[PROVIDED INFORMATION]
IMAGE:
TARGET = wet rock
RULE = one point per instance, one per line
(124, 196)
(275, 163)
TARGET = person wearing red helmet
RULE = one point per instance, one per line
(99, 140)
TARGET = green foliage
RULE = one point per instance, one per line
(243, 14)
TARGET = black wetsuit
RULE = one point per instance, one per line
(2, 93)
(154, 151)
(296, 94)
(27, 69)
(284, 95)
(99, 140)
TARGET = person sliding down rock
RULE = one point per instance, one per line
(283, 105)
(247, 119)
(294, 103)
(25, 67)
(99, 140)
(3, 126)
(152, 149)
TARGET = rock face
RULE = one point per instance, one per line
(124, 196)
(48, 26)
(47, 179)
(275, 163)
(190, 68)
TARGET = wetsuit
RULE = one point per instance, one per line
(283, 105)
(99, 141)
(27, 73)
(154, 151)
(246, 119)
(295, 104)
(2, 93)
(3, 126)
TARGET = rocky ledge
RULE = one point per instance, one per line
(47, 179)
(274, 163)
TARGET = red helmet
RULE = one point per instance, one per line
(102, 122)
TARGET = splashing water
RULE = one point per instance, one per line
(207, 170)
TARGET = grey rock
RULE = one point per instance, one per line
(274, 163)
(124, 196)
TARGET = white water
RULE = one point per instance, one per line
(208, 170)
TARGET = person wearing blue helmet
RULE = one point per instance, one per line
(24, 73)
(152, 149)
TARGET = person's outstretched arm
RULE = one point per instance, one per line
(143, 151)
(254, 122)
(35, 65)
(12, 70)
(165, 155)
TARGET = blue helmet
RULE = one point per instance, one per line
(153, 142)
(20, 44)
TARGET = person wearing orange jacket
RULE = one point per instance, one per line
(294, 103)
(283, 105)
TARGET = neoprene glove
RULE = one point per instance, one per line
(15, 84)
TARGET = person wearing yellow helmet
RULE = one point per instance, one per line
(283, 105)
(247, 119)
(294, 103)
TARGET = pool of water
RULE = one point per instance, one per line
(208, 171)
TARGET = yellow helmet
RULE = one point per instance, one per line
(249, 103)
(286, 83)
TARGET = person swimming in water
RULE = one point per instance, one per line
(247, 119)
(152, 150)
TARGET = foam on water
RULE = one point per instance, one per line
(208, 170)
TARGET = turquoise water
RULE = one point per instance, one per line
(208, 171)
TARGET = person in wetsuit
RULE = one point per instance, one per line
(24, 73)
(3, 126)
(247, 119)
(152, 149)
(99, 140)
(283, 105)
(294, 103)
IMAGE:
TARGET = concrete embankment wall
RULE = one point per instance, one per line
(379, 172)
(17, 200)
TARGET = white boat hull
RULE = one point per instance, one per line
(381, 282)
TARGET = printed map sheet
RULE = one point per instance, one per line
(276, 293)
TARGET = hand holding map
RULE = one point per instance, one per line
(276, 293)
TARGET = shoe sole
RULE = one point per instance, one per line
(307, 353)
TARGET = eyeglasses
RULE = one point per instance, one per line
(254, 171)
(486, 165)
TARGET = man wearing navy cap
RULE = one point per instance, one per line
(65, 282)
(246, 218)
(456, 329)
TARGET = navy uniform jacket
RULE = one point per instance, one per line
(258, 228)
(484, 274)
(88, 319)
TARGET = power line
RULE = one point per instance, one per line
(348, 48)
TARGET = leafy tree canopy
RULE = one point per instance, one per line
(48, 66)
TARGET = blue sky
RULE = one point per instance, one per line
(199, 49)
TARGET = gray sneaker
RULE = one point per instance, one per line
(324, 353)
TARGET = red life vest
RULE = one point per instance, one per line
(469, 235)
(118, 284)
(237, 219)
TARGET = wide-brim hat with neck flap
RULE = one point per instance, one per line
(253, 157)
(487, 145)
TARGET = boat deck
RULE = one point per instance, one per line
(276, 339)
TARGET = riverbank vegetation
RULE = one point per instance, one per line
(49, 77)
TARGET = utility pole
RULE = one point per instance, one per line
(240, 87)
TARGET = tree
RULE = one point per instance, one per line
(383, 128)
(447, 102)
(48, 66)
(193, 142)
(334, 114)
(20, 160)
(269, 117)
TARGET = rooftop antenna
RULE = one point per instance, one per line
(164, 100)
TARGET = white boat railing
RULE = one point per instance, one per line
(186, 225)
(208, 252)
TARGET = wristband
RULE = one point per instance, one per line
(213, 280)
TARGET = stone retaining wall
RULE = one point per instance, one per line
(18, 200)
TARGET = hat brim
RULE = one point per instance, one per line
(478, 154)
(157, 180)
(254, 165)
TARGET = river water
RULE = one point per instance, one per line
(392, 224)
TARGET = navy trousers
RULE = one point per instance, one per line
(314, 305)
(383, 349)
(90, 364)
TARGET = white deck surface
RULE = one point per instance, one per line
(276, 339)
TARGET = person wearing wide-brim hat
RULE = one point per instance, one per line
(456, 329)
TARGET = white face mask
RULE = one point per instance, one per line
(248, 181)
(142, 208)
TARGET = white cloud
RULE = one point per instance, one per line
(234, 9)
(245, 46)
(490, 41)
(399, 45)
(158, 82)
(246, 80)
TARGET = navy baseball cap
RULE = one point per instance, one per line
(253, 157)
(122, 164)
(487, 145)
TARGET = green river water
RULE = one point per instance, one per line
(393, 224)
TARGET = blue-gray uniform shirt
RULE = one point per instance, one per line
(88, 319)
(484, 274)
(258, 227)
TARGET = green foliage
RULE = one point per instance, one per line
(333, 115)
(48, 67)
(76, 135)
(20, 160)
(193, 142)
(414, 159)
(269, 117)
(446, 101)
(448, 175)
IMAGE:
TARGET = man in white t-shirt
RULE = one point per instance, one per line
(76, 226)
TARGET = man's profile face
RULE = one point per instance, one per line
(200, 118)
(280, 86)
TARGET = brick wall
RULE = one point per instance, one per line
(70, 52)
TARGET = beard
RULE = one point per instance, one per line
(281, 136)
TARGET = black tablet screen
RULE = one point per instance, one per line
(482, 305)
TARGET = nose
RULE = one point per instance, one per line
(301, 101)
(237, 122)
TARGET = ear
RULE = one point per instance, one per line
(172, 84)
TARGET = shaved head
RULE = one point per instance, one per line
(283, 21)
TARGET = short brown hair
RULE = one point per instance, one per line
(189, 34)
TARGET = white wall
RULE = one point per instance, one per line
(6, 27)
[/PROVIDED INFORMATION]
• INSTRUCTIONS FOR THE TASK
Every line above that holds the word "brim" should be copied out.

• PROBLEM SOLUTION
TARGET = wide-brim hat with neck flap
TARGET = hat brim
TARGET = person wearing wide-brim hat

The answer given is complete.